## WHAT YOU WILL DO
A faithful transcription of all the data is required.
—————
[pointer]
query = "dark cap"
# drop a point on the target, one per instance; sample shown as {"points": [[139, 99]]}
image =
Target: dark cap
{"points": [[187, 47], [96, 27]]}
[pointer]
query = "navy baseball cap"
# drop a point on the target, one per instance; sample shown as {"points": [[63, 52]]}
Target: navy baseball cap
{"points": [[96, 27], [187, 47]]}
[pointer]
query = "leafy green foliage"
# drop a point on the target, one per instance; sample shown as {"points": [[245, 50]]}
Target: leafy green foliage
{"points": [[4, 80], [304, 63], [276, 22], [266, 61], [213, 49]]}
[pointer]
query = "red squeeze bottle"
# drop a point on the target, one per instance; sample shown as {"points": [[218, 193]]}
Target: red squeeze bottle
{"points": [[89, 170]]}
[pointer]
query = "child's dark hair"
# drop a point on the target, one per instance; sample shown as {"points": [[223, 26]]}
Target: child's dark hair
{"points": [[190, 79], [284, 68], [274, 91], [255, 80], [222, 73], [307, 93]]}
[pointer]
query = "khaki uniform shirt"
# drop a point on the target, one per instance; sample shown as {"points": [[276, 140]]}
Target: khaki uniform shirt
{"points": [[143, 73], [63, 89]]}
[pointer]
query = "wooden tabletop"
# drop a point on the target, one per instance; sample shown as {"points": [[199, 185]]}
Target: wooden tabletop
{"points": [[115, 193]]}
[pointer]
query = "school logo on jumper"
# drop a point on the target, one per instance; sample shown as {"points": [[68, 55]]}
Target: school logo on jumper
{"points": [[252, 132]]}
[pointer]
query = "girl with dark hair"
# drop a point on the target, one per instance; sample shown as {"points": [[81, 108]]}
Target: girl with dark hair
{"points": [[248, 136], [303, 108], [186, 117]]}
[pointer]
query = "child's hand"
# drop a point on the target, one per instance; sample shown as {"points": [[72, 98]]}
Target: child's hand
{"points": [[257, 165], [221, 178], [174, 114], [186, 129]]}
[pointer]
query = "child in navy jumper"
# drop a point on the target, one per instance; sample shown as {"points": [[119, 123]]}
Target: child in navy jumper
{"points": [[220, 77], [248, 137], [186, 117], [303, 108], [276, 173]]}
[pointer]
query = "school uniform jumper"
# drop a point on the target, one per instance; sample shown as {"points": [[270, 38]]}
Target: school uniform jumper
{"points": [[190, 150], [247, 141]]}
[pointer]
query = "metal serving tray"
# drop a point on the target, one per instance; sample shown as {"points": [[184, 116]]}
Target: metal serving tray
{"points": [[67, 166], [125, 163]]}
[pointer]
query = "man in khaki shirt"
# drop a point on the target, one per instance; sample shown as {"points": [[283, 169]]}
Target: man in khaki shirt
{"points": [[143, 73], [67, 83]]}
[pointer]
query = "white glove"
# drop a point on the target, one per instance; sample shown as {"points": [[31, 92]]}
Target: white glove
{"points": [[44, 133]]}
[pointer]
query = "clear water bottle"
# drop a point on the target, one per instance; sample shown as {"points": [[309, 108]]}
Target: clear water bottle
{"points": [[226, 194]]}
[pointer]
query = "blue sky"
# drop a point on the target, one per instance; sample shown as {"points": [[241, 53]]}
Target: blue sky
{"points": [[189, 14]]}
—————
## TASK RESPONSE
[pointer]
query = "dark cap"
# drop a point on the target, one per instance; sample shown as {"points": [[139, 99]]}
image =
Target: dark cap
{"points": [[187, 47], [96, 27]]}
[pointer]
query = "navy baseball cap"
# drop a point on the target, one per instance; sample shown as {"points": [[63, 52]]}
Target: navy baseball cap
{"points": [[96, 27], [187, 47]]}
[pointer]
query = "leafy green foliage"
# drop a point on the target, one per instance; sample shown as {"points": [[245, 50]]}
Target: leafy green foliage
{"points": [[4, 80], [304, 63], [276, 22], [266, 61], [213, 49]]}
[pointer]
query = "red squeeze bottle"
# drop a point on the target, one per instance; sample shown as {"points": [[218, 193]]}
Target: red squeeze bottle
{"points": [[89, 170]]}
[pointer]
query = "child's dark hair"
# drop a point on the target, one per instance; sample shown as {"points": [[223, 26]]}
Target: child's dark hair
{"points": [[190, 79], [284, 68], [274, 91], [255, 80], [222, 73], [307, 93]]}
[pointer]
query = "khaki uniform shirt"
# drop a point on the target, one per instance; sample shown as {"points": [[276, 140]]}
Target: khaki uniform shirt
{"points": [[143, 73], [63, 89]]}
[pointer]
query = "wooden tabletop"
# drop a point on the target, one per instance; sample shown as {"points": [[199, 185]]}
Target: wooden tabletop
{"points": [[115, 193]]}
[pointer]
query = "school logo on jumper"
# drop a point on the target, one per instance; sample shown as {"points": [[68, 55]]}
Target: school logo on jumper
{"points": [[252, 132]]}
[pointer]
query = "girl with dark hair"
# drop a point on the target, one per instance; sample shown as {"points": [[81, 108]]}
Target: girl with dark hair
{"points": [[248, 136], [303, 108], [186, 117]]}
[pointer]
query = "child's hand"
# drop a point on the target, one per instance; sample shown as {"points": [[72, 98]]}
Target: child's hand
{"points": [[257, 165], [221, 178], [174, 114], [186, 129]]}
[pointer]
query = "child in navy jumper"
# drop a point on the target, one per instance; sample shown as {"points": [[119, 123]]}
Target: child in navy jumper
{"points": [[220, 77], [248, 137], [186, 117], [303, 108], [276, 173]]}
[pointer]
query = "school uniform jumper"
# drop a point on the target, one per instance; sample shown as {"points": [[270, 38]]}
Target: school uniform jumper
{"points": [[190, 150], [247, 141]]}
[pointer]
query = "metal serving tray"
# drop a point on the target, one per instance; sample shown as {"points": [[184, 116]]}
Target: metal serving tray
{"points": [[67, 166], [125, 163]]}
[pointer]
query = "man in khaki shirt"
# drop a point on the target, one per instance; sample shown as {"points": [[283, 169]]}
Target: man in khaki shirt
{"points": [[143, 73], [67, 83]]}
[pointer]
query = "white glove"
# drop a point on the target, one per instance; sample shown as {"points": [[31, 92]]}
Target: white glove
{"points": [[44, 133]]}
[pointer]
query = "clear water bottle"
# drop a point on the target, one per instance; sample shown as {"points": [[309, 108]]}
Target: clear water bottle
{"points": [[226, 194]]}
[pointer]
query = "blue sky"
# drop a point on the target, one per instance; sample shown as {"points": [[241, 53]]}
Target: blue sky
{"points": [[189, 14]]}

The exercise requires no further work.